## YOUR OBJECTIVE
The expected answer is the set of lines in the data below between the line holding "roof and give integer pixel coordinates." and the line holding "window and give integer pixel coordinates.", inclusive, written out exactly.

## DATA TO EXAMINE

+-------+

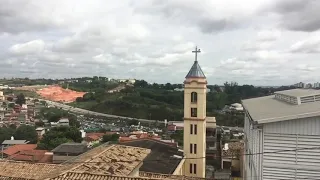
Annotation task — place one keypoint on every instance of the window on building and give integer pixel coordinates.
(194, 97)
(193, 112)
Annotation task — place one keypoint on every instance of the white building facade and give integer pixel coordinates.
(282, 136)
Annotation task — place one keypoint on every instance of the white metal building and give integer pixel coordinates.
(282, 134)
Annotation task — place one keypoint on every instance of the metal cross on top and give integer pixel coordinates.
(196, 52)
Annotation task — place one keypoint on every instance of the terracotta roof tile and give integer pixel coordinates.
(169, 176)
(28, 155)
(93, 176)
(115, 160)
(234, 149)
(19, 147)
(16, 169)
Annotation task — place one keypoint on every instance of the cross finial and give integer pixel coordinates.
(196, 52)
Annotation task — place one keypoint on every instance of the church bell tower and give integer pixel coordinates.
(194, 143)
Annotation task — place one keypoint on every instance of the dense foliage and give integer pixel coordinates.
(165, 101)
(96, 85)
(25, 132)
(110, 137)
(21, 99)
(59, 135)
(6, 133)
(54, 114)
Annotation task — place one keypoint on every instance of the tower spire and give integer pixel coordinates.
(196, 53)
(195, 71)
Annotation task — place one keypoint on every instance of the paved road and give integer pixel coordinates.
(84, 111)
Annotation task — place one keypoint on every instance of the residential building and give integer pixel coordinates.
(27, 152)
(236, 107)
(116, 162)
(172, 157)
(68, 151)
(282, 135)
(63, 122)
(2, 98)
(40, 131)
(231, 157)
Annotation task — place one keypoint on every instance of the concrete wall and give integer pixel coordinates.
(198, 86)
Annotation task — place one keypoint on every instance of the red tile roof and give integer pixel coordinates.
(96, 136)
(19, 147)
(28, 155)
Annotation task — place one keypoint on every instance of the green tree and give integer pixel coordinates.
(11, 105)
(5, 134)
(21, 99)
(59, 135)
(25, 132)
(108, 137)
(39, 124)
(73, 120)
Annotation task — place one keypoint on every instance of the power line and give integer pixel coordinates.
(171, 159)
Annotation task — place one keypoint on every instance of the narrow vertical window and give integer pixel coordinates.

+-------+

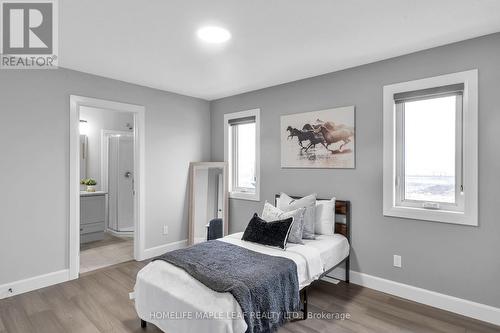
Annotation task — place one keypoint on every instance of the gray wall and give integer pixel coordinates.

+-------+

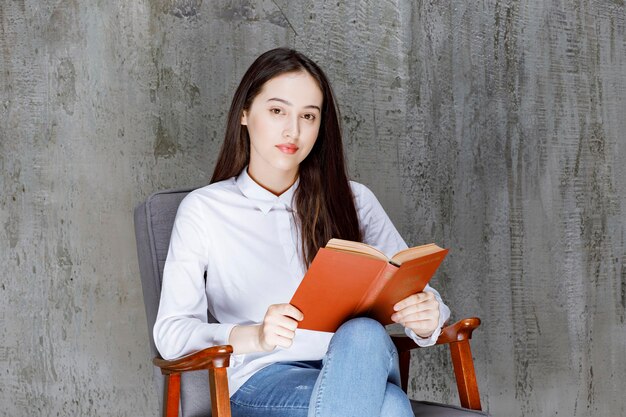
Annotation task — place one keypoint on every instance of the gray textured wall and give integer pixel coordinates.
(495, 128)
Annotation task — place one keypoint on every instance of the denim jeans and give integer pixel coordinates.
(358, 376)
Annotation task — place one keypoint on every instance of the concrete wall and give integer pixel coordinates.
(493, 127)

+-------+

## RESULT OF THIS EXERCISE
Annotation task — place one keypoint on every instance of the red tile roof and give integer pixel coordinates.
(96, 136)
(19, 147)
(28, 155)
Annotation task — place one keypoint on every instance of the green tree and give integer pixel coordinates.
(11, 105)
(5, 134)
(21, 99)
(59, 135)
(25, 132)
(108, 137)
(39, 124)
(73, 120)
Annotation task — place one keypoint on every instance of the power line and give integer pixel coordinates.
(171, 159)
Annotation task — place one keypoint on every instance of the narrow vertical window and give integer pixel coordinates.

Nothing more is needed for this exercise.